*** Fragmento del texto

EL SUFRIMIENTO DE DIONISO
La tragedia ática, dice Nietzsche, nace del
maridaje de dos instintos artísticos antagónicos: lo apolíneo y lo
dionisiaco. El onirismo visual y arquitectónico del primero y la
embriaguez disgregadora del segundo se combinan armónicamente,
expresando por medio del simbolismo y del canto la unidad del
subterráneo ser primordial. Se trataría de la objetivación de los
estados dionisiacos, la simbolización del “hacerse pedazos el
individuo”.

******
*** Información proporcionada

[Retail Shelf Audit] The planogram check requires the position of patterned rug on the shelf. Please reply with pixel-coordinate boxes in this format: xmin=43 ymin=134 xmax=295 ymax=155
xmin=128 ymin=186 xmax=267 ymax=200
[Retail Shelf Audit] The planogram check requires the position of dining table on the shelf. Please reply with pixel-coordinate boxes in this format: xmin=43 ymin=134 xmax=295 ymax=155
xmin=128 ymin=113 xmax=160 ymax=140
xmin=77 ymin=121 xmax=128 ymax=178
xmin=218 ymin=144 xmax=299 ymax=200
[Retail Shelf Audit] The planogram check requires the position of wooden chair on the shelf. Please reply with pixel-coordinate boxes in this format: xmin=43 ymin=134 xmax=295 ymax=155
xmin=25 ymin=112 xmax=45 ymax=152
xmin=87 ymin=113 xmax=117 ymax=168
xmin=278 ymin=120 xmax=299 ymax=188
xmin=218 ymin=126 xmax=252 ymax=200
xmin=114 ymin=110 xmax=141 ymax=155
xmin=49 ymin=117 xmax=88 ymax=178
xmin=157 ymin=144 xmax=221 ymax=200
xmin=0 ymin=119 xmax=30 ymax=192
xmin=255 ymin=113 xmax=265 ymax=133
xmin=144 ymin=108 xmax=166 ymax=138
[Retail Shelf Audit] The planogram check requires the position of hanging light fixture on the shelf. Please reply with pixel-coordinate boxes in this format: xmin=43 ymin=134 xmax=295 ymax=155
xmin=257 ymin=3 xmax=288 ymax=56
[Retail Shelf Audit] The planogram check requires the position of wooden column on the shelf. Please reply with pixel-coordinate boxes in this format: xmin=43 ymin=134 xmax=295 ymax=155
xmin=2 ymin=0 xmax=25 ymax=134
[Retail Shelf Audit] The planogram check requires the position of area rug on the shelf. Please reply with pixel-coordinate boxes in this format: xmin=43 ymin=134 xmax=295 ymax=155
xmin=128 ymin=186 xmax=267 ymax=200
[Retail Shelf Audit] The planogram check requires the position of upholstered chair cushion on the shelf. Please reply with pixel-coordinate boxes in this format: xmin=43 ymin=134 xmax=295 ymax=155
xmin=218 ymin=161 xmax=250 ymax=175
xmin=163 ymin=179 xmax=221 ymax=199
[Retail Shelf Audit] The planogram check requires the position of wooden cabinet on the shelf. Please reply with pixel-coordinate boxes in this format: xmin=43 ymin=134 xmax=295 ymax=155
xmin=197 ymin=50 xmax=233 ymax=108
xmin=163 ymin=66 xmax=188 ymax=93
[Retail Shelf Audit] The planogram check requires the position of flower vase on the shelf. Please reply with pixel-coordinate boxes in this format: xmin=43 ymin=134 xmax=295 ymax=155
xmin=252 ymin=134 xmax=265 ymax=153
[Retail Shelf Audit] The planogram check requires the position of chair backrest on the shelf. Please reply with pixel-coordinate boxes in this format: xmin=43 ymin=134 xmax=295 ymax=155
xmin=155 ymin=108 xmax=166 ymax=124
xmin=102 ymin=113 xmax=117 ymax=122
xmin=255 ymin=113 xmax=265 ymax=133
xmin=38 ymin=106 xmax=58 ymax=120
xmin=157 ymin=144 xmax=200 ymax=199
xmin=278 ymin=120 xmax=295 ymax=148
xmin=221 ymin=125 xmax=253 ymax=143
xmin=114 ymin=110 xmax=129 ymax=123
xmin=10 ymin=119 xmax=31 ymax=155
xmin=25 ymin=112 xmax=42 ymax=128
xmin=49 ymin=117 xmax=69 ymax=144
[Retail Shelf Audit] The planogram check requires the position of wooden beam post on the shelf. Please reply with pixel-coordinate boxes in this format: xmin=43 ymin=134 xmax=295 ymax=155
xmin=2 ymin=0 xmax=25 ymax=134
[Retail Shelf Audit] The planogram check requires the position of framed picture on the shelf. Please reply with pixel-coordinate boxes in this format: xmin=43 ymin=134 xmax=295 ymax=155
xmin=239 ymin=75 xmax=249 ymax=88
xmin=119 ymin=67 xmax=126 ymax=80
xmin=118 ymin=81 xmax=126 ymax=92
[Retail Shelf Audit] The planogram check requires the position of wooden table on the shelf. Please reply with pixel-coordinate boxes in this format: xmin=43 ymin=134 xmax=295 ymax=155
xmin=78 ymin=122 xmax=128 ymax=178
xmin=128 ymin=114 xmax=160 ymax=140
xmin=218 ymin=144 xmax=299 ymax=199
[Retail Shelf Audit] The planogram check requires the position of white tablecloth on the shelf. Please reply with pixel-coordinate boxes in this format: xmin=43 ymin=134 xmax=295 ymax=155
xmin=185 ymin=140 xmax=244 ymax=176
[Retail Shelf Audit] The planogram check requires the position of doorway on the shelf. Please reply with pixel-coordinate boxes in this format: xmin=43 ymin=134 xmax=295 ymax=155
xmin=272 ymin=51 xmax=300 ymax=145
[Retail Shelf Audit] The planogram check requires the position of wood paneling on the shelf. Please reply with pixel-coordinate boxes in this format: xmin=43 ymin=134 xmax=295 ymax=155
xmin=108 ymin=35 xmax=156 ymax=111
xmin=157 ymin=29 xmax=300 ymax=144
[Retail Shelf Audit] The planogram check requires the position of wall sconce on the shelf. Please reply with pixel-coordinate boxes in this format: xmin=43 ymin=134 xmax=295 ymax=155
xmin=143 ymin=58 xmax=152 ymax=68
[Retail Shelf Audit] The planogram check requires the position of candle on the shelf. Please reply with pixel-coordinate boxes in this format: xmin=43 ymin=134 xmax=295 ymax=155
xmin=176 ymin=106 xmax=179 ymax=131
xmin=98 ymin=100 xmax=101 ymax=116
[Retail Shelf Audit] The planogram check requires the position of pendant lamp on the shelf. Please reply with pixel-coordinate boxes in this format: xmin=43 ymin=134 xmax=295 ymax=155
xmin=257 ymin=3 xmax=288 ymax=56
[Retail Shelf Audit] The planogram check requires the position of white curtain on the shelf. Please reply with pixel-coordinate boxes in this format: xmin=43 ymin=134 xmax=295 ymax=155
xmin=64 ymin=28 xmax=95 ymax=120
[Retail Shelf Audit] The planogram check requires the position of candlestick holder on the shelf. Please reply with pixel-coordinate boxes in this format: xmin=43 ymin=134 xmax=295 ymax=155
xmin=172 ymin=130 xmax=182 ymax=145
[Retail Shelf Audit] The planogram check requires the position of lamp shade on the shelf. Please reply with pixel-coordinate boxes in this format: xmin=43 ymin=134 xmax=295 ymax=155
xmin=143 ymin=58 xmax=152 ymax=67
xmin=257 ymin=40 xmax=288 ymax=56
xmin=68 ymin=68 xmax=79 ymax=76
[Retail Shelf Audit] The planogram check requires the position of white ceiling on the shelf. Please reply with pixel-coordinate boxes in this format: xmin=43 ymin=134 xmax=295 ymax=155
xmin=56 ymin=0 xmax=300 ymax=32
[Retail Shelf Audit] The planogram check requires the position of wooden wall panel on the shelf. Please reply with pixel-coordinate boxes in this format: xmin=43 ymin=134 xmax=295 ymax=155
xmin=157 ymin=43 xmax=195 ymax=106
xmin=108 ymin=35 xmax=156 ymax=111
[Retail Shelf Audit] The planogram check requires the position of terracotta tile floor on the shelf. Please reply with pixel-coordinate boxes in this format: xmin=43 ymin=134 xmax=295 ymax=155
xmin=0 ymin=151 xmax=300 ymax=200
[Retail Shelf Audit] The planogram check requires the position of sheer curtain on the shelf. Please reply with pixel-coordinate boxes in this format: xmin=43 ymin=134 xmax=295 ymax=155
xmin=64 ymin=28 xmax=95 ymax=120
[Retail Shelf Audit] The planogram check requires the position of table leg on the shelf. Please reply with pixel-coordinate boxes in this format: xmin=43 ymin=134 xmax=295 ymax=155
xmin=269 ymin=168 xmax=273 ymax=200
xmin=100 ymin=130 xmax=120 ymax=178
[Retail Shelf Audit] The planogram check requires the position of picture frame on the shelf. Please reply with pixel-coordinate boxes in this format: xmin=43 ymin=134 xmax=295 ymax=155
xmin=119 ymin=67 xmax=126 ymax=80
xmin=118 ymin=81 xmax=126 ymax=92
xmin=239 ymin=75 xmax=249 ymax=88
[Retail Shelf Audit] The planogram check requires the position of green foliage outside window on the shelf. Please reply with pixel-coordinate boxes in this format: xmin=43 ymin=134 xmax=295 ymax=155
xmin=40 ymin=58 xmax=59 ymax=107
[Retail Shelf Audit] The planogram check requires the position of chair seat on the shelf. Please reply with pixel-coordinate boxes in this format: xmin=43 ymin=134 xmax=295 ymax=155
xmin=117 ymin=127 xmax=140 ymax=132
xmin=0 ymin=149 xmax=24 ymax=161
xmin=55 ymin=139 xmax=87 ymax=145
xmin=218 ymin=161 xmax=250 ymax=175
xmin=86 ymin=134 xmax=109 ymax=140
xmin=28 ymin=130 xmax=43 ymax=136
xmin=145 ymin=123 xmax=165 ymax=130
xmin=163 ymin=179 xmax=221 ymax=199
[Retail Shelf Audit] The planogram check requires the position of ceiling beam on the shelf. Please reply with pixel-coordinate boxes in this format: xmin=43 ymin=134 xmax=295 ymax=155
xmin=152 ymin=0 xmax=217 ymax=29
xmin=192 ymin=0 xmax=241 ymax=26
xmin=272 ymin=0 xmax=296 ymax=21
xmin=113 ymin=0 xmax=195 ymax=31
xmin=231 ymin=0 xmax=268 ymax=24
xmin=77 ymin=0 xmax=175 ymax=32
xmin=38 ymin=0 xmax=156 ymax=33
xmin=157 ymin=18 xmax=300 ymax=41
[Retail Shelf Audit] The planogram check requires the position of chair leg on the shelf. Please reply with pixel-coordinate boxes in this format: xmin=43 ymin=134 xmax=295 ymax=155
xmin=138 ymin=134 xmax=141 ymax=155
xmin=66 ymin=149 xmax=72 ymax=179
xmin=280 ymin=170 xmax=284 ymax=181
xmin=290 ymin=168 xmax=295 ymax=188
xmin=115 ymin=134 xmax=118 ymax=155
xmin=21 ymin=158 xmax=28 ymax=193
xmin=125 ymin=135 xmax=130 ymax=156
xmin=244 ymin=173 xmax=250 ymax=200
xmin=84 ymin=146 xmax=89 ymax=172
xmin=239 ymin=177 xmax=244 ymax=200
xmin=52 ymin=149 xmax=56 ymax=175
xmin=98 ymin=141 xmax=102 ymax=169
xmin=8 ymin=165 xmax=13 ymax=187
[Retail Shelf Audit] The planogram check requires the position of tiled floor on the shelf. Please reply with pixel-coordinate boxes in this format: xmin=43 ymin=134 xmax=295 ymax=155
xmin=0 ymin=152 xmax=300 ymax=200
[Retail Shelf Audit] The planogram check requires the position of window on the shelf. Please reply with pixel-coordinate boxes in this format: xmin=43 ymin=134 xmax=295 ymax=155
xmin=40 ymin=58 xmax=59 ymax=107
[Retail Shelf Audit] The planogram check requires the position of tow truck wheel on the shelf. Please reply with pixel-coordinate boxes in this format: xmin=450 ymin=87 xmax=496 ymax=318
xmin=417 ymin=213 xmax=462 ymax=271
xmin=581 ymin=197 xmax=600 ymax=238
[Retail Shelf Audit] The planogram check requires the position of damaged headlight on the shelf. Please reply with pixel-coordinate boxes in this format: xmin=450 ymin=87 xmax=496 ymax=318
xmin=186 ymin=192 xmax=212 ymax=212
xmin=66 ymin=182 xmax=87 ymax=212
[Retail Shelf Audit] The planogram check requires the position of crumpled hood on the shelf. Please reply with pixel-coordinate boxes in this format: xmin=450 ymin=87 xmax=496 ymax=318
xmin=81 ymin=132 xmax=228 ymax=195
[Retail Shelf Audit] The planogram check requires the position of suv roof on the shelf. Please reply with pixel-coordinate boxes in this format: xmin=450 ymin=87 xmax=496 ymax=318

******

§ **Partes del ejercicio**:
[a] Responde a estas preguntas con los datos del fragmento sobre el sufrimiento de Dioniso:
(i) ¿Del maridaje de qué dos instintos artísticos nace la tragedia ática?
(ii) ¿Qué rasgo se atribuye a cada uno de esos instintos?
(iii) ¿Por qué medios se expresa la unidad del subterráneo ser primordial?
[b] Prosigue el fragmento sobre el sufrimiento de Dioniso a partir de su última oración.
Los ítems provienen de una fuente distinta del fragmento sobre el sufrimiento de Dioniso.

§ **Respuestas finales**:
[a]
(i) De lo apolíneo y lo dionisiaco, dos instintos artísticos antagónicos.
(ii) A lo apolíneo, el onirismo visual y arquitectónico; a lo dionisiaco, la embriaguez disgregadora.
(iii) Por medio del simbolismo y del canto.

[b]
El resplandeciente Dios Apolo, bajo cuyos
auspicios la representación puede emerger como tal, dota al
artista de una visión “solar”, de una sensibilidad plástica
equiparable a la experiencia onírica en su capacidad de recibir y/o
configurar irreales formas de perfecta definición y belleza. Tal
claridad supondría el contrapunto estético de la ebriedad
dionisiaca, esa extática cisura del principio de individuación que
descubre la íntima unidad de la Naturaleza. Según Nietzsche, tal
unidad –que permanece necesariamente en la oscuridad, oculta
a la facultad figurativa de nuestro entendimiento-, de algún modo
podría intuirse gracias al frenesí dionisiaco de la embriaguez y el
canto. Así es, el narcotizante efecto de la celebración báquica
lograría el completo “olvido de sí”, el cual acaba desdibujando
las precisas líneas constitutivas de las que el principium
individuationis se sirve para perfilar los fenómenos
circundantes. El mundo se revela entonces como un todo
indiferenciado, un magma torrencial que hermana y reconcilia a sus
criaturas: se vienen abajo todas las delimitaciones; y con ellas,
todas las barreras y diferencias de rango, género o especie.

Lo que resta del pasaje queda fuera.